DIRECTIVE:
All of the data needs to be repeated exactly.
begin
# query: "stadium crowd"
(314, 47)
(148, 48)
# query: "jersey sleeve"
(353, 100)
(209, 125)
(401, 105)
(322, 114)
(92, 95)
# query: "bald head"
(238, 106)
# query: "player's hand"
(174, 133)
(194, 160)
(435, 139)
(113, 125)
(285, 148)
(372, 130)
end
SOLUTION TO THIS EXERCISE:
# query: "stadium crowd"
(314, 47)
(148, 48)
# query: "jersey sleeve"
(353, 100)
(209, 125)
(401, 105)
(322, 114)
(92, 95)
# query: "bald head"
(238, 106)
# query: "player's hand"
(174, 133)
(194, 160)
(435, 139)
(113, 125)
(285, 148)
(372, 130)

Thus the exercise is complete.